Collection entries
[Start of section]

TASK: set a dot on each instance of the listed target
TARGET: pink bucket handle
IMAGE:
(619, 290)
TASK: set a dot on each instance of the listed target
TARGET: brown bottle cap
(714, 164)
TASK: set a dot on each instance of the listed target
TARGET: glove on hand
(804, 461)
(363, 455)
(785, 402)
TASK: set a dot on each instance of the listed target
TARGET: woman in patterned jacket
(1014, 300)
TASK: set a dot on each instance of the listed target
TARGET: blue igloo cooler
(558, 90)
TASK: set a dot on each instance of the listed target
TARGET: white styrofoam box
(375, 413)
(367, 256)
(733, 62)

[End of section]

Task goal — All the records above must be transcribed without a single change to any word.

Written solution —
TASK: set a dot on each instance of the listed target
TARGET: pink bucket handle
IMAGE:
(619, 290)
TASK: set a dot on each instance of the listed target
TARGET: brown bottle cap
(714, 164)
TASK: set a dot on each instance of the listed target
TARGET: glove on hand
(804, 461)
(363, 455)
(785, 402)
TASK: set a dot on each instance of the listed target
TARGET: woman in patterned jacket
(1014, 300)
TASK: set a dot on each instance of the listed target
TARGET: blue igloo cooler
(558, 90)
TASK: set a dot on each instance of the listed target
TARGET: white styrofoam box
(375, 413)
(367, 256)
(733, 62)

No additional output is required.